◆ Work request ◆
Could you please reproduce every record below exactly, leaving out the pictures?

Dataset excerpts:

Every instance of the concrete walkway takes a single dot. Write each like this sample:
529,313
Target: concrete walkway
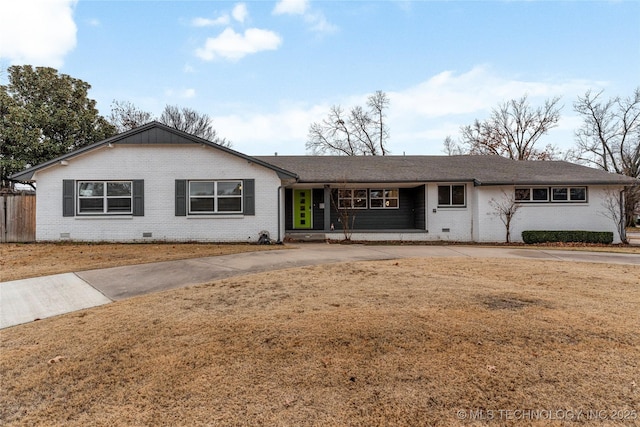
26,300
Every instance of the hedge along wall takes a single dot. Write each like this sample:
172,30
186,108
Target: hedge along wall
604,237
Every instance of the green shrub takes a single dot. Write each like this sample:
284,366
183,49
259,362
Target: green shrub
539,236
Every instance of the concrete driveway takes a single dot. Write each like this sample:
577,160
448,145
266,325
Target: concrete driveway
26,300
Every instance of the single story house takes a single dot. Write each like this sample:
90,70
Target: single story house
158,183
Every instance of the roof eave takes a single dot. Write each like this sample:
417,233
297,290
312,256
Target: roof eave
27,174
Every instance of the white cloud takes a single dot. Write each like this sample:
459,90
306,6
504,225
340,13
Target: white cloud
419,117
240,12
291,7
38,32
316,20
234,46
207,22
318,23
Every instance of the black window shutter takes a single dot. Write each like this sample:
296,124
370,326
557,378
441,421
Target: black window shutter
68,197
181,197
248,192
138,197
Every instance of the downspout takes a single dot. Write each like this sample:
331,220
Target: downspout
5,221
279,241
623,219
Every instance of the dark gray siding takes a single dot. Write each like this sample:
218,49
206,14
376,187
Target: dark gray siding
385,219
419,207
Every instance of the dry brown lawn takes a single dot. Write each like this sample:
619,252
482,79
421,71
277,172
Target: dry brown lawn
407,342
21,261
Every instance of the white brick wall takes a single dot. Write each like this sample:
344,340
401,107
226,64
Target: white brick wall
588,216
159,166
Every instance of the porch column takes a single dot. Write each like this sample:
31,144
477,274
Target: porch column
327,208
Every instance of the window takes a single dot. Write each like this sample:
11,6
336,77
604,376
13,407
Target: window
532,194
553,194
384,199
569,194
105,197
215,197
352,199
451,195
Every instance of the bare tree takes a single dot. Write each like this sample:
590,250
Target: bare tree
609,139
126,116
505,208
512,131
359,133
190,121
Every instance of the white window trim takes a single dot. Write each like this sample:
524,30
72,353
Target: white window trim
451,205
352,198
384,198
216,212
550,198
569,200
105,198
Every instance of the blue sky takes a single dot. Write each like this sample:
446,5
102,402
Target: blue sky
265,70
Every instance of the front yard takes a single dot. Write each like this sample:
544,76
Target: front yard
403,342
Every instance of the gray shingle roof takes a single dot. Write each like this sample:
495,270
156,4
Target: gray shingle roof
149,134
483,170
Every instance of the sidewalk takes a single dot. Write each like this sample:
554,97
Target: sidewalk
26,300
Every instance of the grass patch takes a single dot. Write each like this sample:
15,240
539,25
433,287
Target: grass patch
399,342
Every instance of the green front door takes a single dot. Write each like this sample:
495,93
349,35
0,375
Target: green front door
302,209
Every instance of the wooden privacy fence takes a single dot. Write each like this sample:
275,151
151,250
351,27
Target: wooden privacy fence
17,218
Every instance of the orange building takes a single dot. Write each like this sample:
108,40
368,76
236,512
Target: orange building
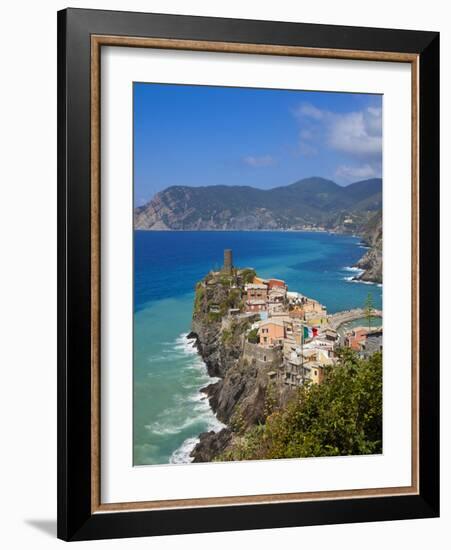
271,332
276,283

◆ Exercise solution ◆
Every instance of the concrete walkway takes a single dot. Write each like this sample:
529,313
Target: concrete walkway
26,300
Every instance of the hedge along wall takes a single dot. Write each like this sample:
172,30
186,108
Target: hedge along wall
604,237
Every instance of the green shrub takes a single dot. Write each like this sample:
284,366
183,49
259,362
Target: green shrub
539,236
Every instance of the concrete driveway takes a single dot. Write each like this sample:
577,160
448,145
266,325
Target: concrete driveway
26,300
Every instance of the single story house takes a single dot. Write each like this sample:
90,70
Target: single story house
158,183
Every instance of the roof eave takes a single dot. Write each like this sample:
417,233
297,290
312,256
Target: roof eave
27,174
Every instance of the white cloud takes a single dot. Write each like this sample:
459,90
306,6
504,225
340,13
Target: white cloud
419,117
240,12
291,7
38,32
316,20
234,46
207,22
318,23
Every instance of the black window shutter takes a single dot. Write each like this sample:
296,124
370,326
557,378
441,421
Target: black window shutter
68,197
181,197
248,192
138,197
Every instance of the downspout takes a single dot. Write each like this sample:
331,220
Target: downspout
5,221
279,241
623,219
Every instance of the dark gray siding takes a single dot. Write each like this sample:
218,49
206,14
376,187
Target: dark gray siding
385,219
419,207
Every instance of the dry brown lawn takes a single dot. Write each like this sample:
619,252
482,79
421,71
277,172
Target: dry brown lawn
407,342
21,261
Every instance of the white brick wall takes a single dot. Write each like this sample:
344,340
401,107
226,64
Target: white brick wall
588,216
159,166
Every instance of the porch column takes a single dot. Write each like this sample:
31,144
477,274
Target: porch column
327,208
Every instance of the window takes a single dot. Write each like this sample:
11,6
336,77
604,376
13,407
Target: window
532,194
553,194
384,199
569,194
105,197
215,197
352,199
451,195
Every instance of the bare tree takes a single dot. Write each like this sample:
590,250
Target: bare tree
609,139
126,116
505,208
512,131
359,133
190,121
Every instance of the white window trim takes a single dot. Write each like this sample:
524,30
72,353
Target: white window trim
451,205
352,198
384,198
216,212
550,198
569,200
105,198
Every instance of the blue sky takes a single dot. Write each like this sample:
446,5
102,402
Target: blue sky
265,70
Every instance of the front yard takes a single dot. Write each like this sample:
544,76
Target: front yard
403,342
Every instance of the gray shingle roof takes a single dot. Write each like this sample:
495,270
156,4
Target: gray shingle roof
149,134
483,170
Every instance of the sidewalk takes a single dot. Write each like this sample:
554,97
Target: sidewalk
26,300
Every instance of the grass patch takes a single dot. Write each like this sample:
15,240
539,25
433,287
Target: grass patch
399,342
Every instance of the green front door takes a single dot. Write each like this sample:
495,93
349,35
0,375
Target: green front door
302,209
Every instance of the wooden privacy fence takes a single dot. Write each like this sample:
275,151
151,250
351,27
Target: wooden privacy fence
17,218
Every instance of the orange building takes a single dot. Write each like this sample:
108,40
368,76
236,512
Target: orange building
271,332
276,283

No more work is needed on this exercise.